> _WHAT TO PRODUCE_
Copy out every line of the listing that contains the string "front". Case counts.

[BEGIN INFORMATION SUPPLIED]

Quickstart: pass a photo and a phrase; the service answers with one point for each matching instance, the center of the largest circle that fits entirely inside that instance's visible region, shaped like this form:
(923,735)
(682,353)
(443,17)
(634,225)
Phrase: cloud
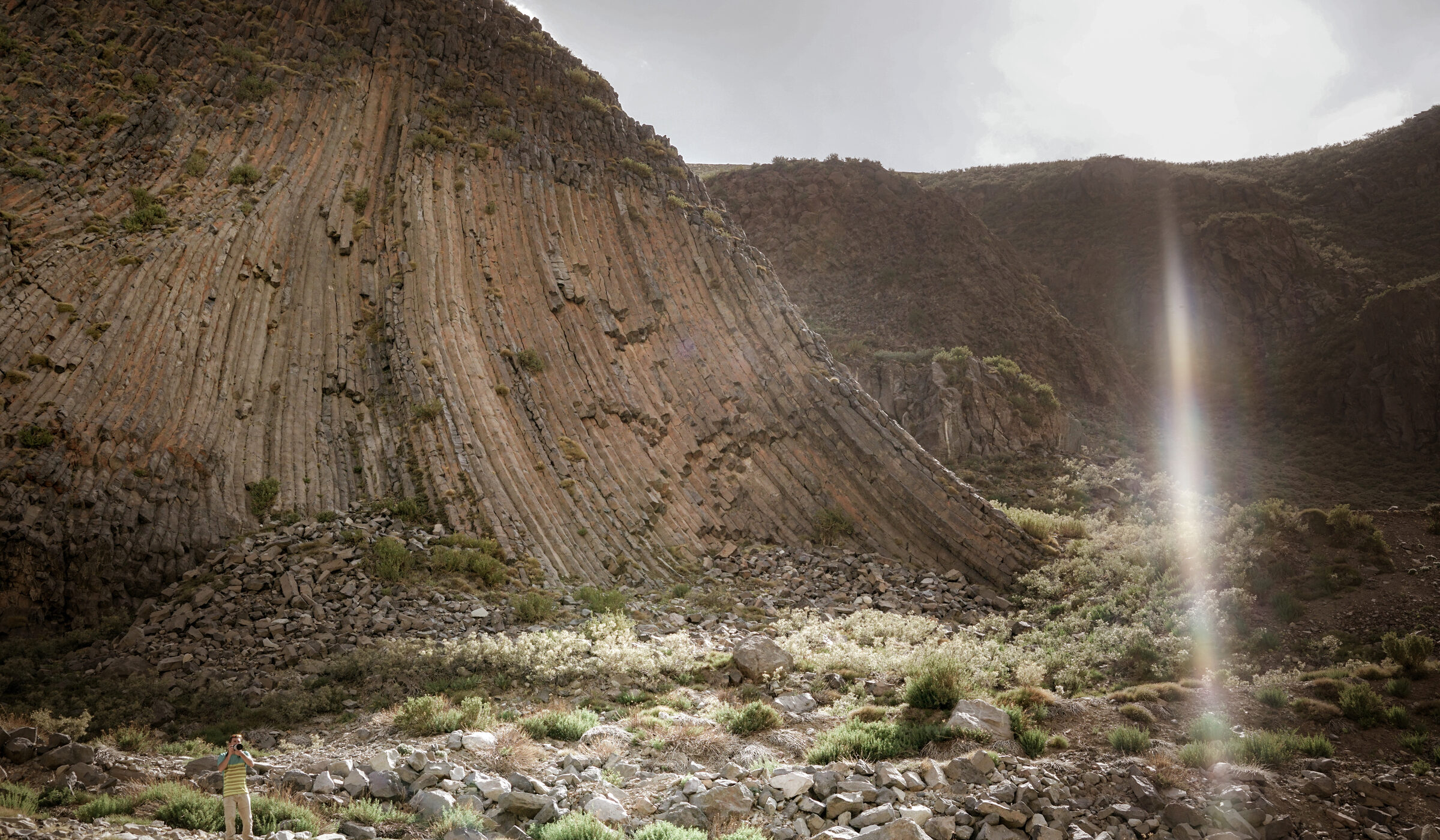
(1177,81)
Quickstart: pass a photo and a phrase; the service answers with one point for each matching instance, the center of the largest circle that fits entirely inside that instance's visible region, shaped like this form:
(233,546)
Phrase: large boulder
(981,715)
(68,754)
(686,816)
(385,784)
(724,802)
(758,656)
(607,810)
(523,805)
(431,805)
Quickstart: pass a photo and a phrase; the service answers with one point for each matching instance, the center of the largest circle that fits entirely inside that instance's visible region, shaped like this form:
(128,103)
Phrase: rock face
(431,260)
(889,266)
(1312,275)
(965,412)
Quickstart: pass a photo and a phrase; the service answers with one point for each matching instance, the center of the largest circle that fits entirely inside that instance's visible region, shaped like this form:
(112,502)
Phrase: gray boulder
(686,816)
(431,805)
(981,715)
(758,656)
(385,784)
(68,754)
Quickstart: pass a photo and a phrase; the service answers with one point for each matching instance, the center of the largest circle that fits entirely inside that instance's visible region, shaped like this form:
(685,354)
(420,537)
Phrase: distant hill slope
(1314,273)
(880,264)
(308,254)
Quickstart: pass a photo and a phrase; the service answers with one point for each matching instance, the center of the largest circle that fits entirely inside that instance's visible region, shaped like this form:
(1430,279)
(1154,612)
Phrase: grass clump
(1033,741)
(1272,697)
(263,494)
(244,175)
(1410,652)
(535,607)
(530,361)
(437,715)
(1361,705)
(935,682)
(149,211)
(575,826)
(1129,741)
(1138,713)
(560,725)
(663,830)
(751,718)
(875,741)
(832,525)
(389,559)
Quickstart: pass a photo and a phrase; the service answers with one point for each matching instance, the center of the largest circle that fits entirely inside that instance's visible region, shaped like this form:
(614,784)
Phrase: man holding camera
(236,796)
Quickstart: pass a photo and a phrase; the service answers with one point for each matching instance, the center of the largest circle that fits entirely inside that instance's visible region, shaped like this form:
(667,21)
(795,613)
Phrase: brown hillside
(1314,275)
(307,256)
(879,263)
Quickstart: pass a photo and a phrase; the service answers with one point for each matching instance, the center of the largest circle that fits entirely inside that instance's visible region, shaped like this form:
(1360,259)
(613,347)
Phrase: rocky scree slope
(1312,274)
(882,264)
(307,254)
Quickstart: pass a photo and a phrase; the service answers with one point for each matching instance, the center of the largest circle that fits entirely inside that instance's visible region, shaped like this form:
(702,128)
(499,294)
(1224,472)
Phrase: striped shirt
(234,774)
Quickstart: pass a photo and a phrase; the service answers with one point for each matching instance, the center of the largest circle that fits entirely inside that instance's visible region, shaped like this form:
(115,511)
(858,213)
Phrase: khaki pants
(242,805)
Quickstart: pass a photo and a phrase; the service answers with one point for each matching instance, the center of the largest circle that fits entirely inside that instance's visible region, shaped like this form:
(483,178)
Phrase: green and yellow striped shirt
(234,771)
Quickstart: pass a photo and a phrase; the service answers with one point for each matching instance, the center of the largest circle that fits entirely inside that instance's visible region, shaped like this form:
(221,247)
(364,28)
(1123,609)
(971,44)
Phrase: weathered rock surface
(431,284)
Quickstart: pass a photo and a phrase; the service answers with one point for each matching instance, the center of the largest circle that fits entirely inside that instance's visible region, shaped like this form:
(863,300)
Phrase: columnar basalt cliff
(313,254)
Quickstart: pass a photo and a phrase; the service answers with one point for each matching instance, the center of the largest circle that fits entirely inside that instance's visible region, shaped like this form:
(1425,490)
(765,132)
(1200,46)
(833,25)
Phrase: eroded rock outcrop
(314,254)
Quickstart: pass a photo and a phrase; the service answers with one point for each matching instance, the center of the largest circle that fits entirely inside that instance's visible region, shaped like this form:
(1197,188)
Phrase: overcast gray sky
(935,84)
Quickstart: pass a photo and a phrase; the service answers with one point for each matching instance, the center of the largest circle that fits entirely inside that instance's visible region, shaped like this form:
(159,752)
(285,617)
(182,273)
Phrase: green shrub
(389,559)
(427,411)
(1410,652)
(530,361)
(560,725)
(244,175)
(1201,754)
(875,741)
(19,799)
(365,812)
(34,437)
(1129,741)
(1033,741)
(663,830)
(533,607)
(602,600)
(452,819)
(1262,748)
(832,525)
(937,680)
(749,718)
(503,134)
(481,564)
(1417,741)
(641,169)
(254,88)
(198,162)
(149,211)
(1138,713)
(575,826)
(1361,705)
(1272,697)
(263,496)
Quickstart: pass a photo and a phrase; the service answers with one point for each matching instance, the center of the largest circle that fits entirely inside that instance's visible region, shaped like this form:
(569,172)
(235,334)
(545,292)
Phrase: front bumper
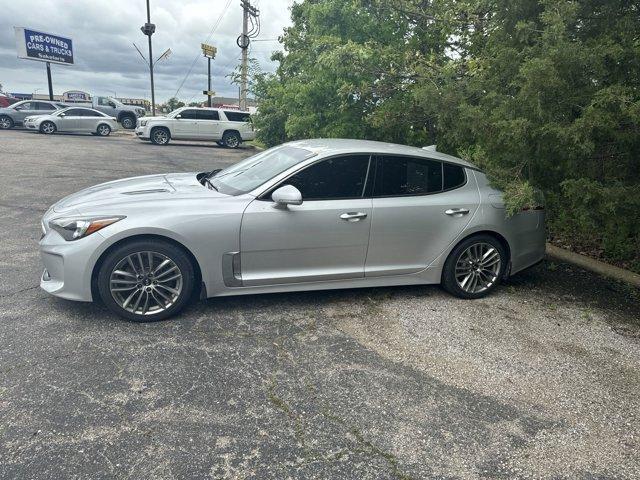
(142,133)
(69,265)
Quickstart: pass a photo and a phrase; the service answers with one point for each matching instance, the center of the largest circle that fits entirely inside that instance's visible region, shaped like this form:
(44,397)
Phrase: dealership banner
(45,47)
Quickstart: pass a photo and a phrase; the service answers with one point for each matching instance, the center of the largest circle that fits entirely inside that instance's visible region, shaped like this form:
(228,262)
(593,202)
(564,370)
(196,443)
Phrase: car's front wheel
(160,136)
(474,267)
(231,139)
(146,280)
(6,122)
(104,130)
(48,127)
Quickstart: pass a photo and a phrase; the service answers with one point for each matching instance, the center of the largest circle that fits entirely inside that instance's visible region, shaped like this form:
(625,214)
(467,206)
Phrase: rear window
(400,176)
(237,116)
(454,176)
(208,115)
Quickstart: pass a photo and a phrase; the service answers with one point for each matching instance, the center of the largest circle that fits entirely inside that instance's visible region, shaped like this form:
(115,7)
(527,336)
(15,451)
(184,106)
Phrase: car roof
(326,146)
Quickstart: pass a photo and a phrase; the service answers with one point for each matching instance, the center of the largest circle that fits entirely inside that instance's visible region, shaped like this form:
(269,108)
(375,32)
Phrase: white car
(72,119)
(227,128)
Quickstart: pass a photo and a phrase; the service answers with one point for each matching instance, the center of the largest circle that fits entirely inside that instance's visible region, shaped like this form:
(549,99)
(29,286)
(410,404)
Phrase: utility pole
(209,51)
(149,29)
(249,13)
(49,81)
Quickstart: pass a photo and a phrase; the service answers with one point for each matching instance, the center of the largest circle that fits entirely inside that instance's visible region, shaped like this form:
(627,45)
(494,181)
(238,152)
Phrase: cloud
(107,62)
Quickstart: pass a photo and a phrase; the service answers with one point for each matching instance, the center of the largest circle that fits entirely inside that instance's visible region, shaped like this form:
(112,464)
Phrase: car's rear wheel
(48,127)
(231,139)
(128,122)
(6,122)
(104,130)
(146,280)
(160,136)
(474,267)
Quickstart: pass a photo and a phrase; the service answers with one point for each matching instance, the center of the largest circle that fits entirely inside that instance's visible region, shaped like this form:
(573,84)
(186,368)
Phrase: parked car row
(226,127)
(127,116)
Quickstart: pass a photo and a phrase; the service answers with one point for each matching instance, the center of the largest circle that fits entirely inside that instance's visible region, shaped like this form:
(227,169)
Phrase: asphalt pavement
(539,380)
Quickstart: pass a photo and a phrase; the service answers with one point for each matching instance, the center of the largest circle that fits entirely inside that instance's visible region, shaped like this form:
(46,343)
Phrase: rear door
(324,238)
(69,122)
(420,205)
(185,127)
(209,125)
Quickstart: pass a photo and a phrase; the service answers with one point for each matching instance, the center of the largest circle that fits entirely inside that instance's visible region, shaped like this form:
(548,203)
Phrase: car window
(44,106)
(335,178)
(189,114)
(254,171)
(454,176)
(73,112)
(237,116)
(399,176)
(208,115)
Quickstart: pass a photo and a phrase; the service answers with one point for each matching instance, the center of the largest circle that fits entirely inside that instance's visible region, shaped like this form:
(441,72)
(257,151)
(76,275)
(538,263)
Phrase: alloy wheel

[END INFORMATION SUPPLIED]

> _COMPLETE ANSWER_
Phrase: front bumper
Phrase: car's front wheel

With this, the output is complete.